OBJECTIVE
Can you convert the rows below into a two-column CSV with the header input,output, one line per row, where input holds the row's text and output holds its answer? Each field should be in double quotes, with any line breaks replaced by spaces.

DATASET EXCERPTS

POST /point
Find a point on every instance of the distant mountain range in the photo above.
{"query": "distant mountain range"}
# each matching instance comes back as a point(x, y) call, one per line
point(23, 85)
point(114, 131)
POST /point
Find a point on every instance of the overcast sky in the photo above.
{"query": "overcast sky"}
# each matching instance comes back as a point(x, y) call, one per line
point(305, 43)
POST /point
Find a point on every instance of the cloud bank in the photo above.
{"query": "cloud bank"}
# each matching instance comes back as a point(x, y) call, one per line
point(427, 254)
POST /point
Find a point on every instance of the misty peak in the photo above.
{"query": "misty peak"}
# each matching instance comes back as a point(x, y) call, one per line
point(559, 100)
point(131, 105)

RESULT OF THIS TASK
input,output
"POST /point Find a point on every instance of the distant mountain range in the photo above. {""query"": ""distant mountain range""} # each matching instance comes back as a point(x, y) call, one per line","point(23, 85) point(114, 131)"
"POST /point Find a point on every instance of the overcast sky in the photo above. {""query"": ""overcast sky""} # each matching instance comes back as a point(x, y) call, one per line","point(305, 43)"
"POST /point Find a point on every instance of the cloud bank in the photo above. {""query"": ""cloud bank""} # each matching instance comes back as a point(x, y) call, one per line","point(427, 254)"
"POST /point Find a point on every instance of the misty peak in the photo above. {""query"": ""misty peak""} # each matching instance comes back as a point(x, y) call, one per line","point(559, 100) point(131, 105)"